[Data entries]
++++++++++
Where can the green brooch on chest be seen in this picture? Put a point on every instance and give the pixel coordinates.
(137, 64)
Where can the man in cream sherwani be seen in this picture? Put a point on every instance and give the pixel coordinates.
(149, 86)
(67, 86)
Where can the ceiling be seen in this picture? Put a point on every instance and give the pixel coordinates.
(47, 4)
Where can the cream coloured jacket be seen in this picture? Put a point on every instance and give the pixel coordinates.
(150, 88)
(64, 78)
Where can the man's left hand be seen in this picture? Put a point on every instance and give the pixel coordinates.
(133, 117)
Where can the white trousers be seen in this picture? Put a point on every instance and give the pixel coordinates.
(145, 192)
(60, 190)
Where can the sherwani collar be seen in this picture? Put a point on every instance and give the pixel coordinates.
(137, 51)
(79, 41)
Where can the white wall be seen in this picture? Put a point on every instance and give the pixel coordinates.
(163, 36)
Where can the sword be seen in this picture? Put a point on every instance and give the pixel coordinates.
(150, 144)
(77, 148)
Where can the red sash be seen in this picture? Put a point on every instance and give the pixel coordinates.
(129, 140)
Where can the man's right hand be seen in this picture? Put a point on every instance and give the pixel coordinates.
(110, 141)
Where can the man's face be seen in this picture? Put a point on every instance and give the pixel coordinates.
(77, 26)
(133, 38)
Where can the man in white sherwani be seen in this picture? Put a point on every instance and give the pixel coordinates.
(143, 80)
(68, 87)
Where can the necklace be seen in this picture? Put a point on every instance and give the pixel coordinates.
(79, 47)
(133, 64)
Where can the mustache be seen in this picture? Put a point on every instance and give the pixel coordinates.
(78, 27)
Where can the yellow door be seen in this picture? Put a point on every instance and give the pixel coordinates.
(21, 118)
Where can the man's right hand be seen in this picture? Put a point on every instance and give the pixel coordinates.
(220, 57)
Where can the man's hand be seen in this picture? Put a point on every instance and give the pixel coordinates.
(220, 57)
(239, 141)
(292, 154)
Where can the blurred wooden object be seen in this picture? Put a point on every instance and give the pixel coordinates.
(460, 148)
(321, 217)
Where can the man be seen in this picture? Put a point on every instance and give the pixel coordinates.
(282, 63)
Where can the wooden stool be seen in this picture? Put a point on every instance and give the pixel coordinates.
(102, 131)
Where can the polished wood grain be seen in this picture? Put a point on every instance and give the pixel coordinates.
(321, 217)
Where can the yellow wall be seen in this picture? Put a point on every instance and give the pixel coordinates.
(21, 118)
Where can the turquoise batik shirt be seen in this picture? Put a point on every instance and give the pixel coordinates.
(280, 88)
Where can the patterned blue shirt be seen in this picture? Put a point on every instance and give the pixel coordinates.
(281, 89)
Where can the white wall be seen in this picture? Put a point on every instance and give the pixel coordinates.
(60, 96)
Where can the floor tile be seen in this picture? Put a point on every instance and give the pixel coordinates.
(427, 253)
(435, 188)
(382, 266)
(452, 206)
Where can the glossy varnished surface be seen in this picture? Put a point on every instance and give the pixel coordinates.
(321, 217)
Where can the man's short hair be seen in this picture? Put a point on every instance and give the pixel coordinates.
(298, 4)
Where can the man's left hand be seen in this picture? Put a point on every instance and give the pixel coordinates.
++++++++++
* **Problem to work on**
The answer must be an exact copy of the lines from the one containing "Where can the man be" through the last line of the records, both included.

* **Solution**
Where can the man be seen in this picture? Put a point on every instance and give the pixel coordinates.
(282, 63)
Where can the wooden stool be seen in this picture? Put a point on every instance and give the pixel coordinates.
(102, 131)
Where can the polished wood grain be seen in this picture? Put a point on every instance and give the pixel coordinates.
(321, 217)
Where can the yellow wall be seen in this picture? Put a point on every instance and give the pixel coordinates.
(21, 118)
Where can the turquoise batik shirt be seen in this picture? Put a point on every instance and give the pixel coordinates.
(280, 88)
Where can the patterned blue shirt be seen in this picture? Put a point on every instance and give the pixel coordinates.
(281, 89)
Where can the white wall be seen in this picture? Put a point on every instance and give the pixel coordinates.
(60, 96)
Where can the floor tile be seen in this picture? Put a point on every instance and give the pixel coordinates.
(427, 253)
(435, 188)
(382, 266)
(452, 206)
Where can the glossy varnished surface be seen in this picture? Put a point on every instance and give the pixel coordinates.
(321, 217)
Where can the man's short hair be seen in this picture? Put a point on every instance and give the pixel coordinates.
(298, 4)
Where can the man's left hand be seen in this picture? Put a point on every instance and give the pixel coordinates.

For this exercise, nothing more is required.